→ **TASK TO COMPLETE**: Rewrite the items below with "audi logo" changed to "car emblem" and everything else left the same.

→ **SUPPLIED DATA**:

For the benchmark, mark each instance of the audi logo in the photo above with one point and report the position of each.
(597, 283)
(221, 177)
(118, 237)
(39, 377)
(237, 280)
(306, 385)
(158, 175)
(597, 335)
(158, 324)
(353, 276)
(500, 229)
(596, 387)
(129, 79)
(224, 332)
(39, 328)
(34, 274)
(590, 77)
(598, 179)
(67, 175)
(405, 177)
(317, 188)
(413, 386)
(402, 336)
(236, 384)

→ **EXERCISE OUTPUT**:
For the benchmark, mark each instance of the car emblem in the photo above with one point and report the position of each.
(597, 283)
(221, 177)
(118, 237)
(39, 377)
(237, 280)
(306, 385)
(158, 175)
(597, 335)
(158, 324)
(353, 276)
(500, 229)
(596, 387)
(129, 79)
(224, 332)
(39, 328)
(34, 274)
(590, 77)
(598, 179)
(67, 175)
(405, 177)
(317, 188)
(413, 386)
(402, 336)
(236, 384)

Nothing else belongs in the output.